> _RECORD EXTRACTS_:
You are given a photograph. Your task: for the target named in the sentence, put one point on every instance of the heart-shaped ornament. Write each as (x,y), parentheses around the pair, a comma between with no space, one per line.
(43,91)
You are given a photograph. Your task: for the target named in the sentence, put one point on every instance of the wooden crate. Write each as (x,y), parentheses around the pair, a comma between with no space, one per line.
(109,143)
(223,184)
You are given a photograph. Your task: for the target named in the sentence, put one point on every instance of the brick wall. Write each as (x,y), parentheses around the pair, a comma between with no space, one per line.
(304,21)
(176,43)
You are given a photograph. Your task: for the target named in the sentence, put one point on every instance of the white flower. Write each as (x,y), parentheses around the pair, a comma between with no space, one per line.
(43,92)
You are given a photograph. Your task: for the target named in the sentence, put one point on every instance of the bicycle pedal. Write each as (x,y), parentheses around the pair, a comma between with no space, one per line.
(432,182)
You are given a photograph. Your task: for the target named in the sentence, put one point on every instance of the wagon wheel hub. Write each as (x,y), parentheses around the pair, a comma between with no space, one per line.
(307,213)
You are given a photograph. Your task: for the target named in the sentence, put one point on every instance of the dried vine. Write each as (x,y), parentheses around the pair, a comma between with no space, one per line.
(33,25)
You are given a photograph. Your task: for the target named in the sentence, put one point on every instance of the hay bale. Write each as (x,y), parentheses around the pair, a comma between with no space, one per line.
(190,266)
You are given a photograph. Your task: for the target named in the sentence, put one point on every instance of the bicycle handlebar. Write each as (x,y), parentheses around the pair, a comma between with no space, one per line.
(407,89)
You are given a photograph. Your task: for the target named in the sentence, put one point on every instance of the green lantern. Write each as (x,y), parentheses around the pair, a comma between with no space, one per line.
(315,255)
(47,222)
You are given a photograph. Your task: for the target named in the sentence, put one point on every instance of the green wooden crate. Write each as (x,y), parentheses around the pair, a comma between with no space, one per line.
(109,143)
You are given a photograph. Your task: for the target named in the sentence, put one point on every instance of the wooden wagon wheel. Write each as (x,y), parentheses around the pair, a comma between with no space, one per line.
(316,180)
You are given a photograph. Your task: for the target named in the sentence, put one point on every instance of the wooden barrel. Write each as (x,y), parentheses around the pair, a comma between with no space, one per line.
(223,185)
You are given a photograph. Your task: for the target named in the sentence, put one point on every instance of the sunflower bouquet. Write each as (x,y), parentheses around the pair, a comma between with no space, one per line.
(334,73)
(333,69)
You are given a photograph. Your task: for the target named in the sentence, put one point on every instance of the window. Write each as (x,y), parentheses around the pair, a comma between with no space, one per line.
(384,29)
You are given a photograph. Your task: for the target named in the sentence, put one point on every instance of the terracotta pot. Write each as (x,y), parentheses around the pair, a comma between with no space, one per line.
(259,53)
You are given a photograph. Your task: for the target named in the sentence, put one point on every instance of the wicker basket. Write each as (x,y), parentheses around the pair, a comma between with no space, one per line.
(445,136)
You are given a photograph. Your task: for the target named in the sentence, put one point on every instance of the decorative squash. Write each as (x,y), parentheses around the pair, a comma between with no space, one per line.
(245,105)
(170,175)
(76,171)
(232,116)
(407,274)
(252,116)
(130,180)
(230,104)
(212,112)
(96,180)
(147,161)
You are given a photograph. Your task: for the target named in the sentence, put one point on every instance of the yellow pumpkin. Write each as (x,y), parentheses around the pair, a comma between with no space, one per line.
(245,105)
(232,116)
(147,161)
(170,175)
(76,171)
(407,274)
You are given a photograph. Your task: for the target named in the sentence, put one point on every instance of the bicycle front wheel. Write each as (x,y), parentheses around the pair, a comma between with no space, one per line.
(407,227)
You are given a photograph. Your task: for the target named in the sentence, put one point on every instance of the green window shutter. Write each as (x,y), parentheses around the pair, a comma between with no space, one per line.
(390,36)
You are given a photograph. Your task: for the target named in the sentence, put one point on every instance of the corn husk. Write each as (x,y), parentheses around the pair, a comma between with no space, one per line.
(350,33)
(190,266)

> _SET PROBLEM_: Copy every one of the records above word for word, keeping each line in its original order.

> _CORRECT OUTPUT_:
You are given a photograph. Your task: for the target named in the sentence, put one point on every instance of the heart-shaped ornament. Write each as (x,y), parentheses around the pair, a comma between with no space, one per line.
(43,91)
You are given a photograph. Your task: for the target named in the sentence, put one point on every instance of the wooden crate. Write each as (x,y), parentheses around the pair, a comma between with no space, one per line.
(109,143)
(223,184)
You are given a photograph. Your task: for the target named in the sentence, put one point on every instance of the brick wall. Write each as (x,y), parentheses around the pair, a comma between with no space, one per line.
(304,21)
(176,43)
You are given a photograph. Your task: for the target named in the sentence, put one point on every instance of the white flower. Write each as (x,y), parentheses around the pair, a comma between with no space, one per line.
(43,92)
You are given a photograph. Your task: for the target named in the sentence, put one point on every instance of the bicycle pedal. Write each as (x,y), parentheses around the pair, a comma between with no space, one per line.
(432,182)
You are given a photograph. Your task: for the target named in the sentence, put one point on every instance of the wagon wheel hub. Write each as (x,y), parentheses around the pair, a comma between with no space, one per line.
(307,213)
You are given a photograph. Your task: for the target named in the sentence, put one point on every instance of the dried vine. Write each as (x,y), parentheses around the pair, a comma between with no space, one per line.
(33,25)
You are given a photograph. Your task: for the target named in the sentence, put one point on every instance of the hay bale. Write each as (x,y), parentheses around the pair, a comma between with no space, one per line.
(190,266)
You are given a photograph. Your task: for the target named in the sentence, put one point on every instance of the bicycle handlebar. Write each as (x,y), parentheses around the pair, a comma between with no space, one per line.
(407,89)
You are given a photograph. Your task: for the target named in the sentence, put one point on every instance of the green lantern. Write each as (x,y), parentheses around the pair, a comma between with no space, one per line.
(315,255)
(47,222)
You are given a photograph. Your task: for the target named in the sentence, put one point on every instance of the green wooden crate. Write each as (x,y), parentheses around the pair, a comma between with no space, one per line.
(109,143)
You are given a photograph. Your task: for the target named in the sentence, put one point on every instance of the wooden wagon wheel. Write each as (x,y), parentheses around the pair, a comma between with no space, one per line.
(316,180)
You are given a photograph. Your task: for the target named in the sentence, put one point on every instance of the wooden barrel. Write each as (x,y), parentheses around the pair, a comma between with no space, one per line.
(223,185)
You are given a photograph. Your task: for the target named in the sentence, put one point on every instance of the sunflower bouquet. Write each as (x,y), parentheses around the pair, a comma between with no space, one per line.
(334,73)
(333,69)
You are given a photograph. Your task: for the target named in the sentence, put one point on every instance of the window. Write each as (x,y), parentheses around the pair, a comma between with no space, one per line.
(384,29)
You are given a photograph. Your task: for the target named in the sentence, put one point on every instance of the terracotta pot. Write each as (x,y), parentheses around the pair, a comma between with no space, one per line.
(259,53)
You are given a photograph. Your task: for the target named in the sentence, put one point on every instance of the wicker basket. Write each as (x,y), parentheses around the pair, a comma between with no space, one per line.
(445,136)
You are given a photograph. Your task: for the target named in the sentence, put one point on every instance of the decorative squash. Write each as (x,y), parentheses around the pair, a comma between with no space, one per line.
(245,105)
(170,175)
(76,171)
(232,116)
(407,274)
(252,116)
(130,180)
(230,104)
(212,112)
(96,180)
(147,161)
You are given a photograph. Your task: for the target named in the sentence, put one point on every instance of the yellow pumpkin. Write each as (x,y), parentheses around the pair, a comma between with no space, one per line.
(245,105)
(232,116)
(147,161)
(170,175)
(76,171)
(407,274)
You are given a photograph. Your task: for the target named in the sentence, put one point on every instance of the bicycle front wheel. Write each as (x,y), parentheses around the pair, a comma between with no space, one per line.
(407,227)
You are given a photograph. Your task: for the target named in the sentence, put one point on every instance of the green window shutter. Write each as (x,y), parentheses around the pair, a comma between with no space, one per line.
(390,36)
You are given a photograph. Your task: for the target named in the sentence, put one point on every instance of the corn husk. Write each as (x,y), parentheses around the pair, a comma between with no space, one per line.
(350,33)
(190,266)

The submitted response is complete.